__EXERCISE DIRECTIONS__. Once the records below have been read, copy them all out exactly.

__INPUT DATA__.
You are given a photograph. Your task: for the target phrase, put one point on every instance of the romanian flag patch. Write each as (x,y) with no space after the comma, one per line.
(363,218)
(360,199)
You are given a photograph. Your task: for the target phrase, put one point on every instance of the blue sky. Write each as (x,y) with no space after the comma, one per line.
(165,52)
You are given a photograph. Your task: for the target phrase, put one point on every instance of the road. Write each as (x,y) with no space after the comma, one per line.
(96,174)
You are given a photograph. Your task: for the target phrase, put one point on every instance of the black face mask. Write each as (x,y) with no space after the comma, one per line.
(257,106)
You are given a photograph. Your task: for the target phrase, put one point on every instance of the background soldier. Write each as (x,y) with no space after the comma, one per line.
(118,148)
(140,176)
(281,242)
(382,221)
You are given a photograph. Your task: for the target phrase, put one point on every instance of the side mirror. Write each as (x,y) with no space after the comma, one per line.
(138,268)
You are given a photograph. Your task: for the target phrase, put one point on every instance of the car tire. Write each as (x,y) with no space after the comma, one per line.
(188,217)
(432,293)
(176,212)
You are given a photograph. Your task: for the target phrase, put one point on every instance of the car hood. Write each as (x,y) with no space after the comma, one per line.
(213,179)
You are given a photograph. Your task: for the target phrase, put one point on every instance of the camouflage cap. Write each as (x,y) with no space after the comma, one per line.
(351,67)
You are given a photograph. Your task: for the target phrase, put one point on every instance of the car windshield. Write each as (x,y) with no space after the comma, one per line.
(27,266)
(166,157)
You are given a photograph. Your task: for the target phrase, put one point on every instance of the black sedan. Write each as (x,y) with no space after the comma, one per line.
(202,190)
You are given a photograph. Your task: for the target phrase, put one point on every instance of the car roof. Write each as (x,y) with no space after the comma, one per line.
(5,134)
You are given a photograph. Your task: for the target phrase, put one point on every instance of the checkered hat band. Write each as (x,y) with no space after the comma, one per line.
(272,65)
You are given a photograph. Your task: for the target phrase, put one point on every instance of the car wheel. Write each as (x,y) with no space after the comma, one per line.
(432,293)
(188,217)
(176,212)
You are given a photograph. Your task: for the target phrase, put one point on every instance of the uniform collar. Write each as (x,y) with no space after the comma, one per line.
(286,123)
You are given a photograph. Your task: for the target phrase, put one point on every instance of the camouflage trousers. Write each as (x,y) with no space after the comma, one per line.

__OUTPUT OF THE TASK__.
You are given a photograph. Your task: for the target phrase, put one point on every instance of the romanian flag patch. Write each as (x,y) with no space after the comma, one per line.
(363,218)
(360,199)
You are given a photograph. Your task: for the target phrase, put one point on every instance of the blue sky. Write each as (x,y) with no space after the comma, one per line.
(165,52)
You are given a photograph. Your task: for the target phrase, put one point on every instance of the road. Write each as (x,y) with no space after the comma, one per line.
(96,174)
You are given a photograph. Your task: for the target phrase, put one point on every instance of the black face mask. Write each as (x,y) with no space after the comma, one per line.
(257,106)
You are given a photograph. Your task: for the target phrase, put one point on every instance of the background soldier. Write each as (x,y) with no space after the comma, one per line.
(118,148)
(140,176)
(281,242)
(382,221)
You are given a photograph. Your task: for the target phrase, put one point on every instance of the side mirror. Write each as (x,y) with no space after the comma, one per line.
(138,268)
You are given a photograph. Your task: for the target phrase, put one point on every instance of the car tire. Write each as (x,y) with no space after the comma, one per line.
(188,217)
(432,293)
(176,212)
You are given a photograph. Your task: for the target phrase, put one point on every instance of the car hood. Write each as (x,y) with no space after the comma, one per line.
(213,179)
You are given a photograph. Your task: for the target phrase, put one point on every instance of the camouflage cap. Write each as (x,y) with no space after the comma, one per line.
(351,67)
You are given a photograph. Your task: for the target phrase, put one point on every instance of the car windshield. Write each as (x,y) with no space after the comma, one per line.
(27,266)
(166,157)
You are given a photograph. Your task: for the target phrase, put one point on every instance of the black sedan. Write each as (x,y) with no space after the comma, one per line.
(202,190)
You are given a photograph. Your task: for the target phrase, put one point on every instance of the car roof. Write each as (x,y) with no space after the comma, one per line.
(5,134)
You are given a photograph. Your task: for the target phrase, put one point on every instance of the checkered hat band. Write each as (x,y) with no space after the comma, one per line.
(272,65)
You are given a photograph. Your task: for the target phrase, put one point on every instance of the car wheel. Write each as (x,y) with no space after the comma, one per line.
(432,293)
(188,217)
(176,212)
You are given a photograph. Your task: for the target phrase, put one point on every instance of the uniform collar. Write each as (x,y) with no space after the comma, one per line.
(286,123)
You are given a photograph. Your task: for the target phrase, put one point on every instance of the camouflage trousers. Write each as (x,y) with no space after the comma, one per line.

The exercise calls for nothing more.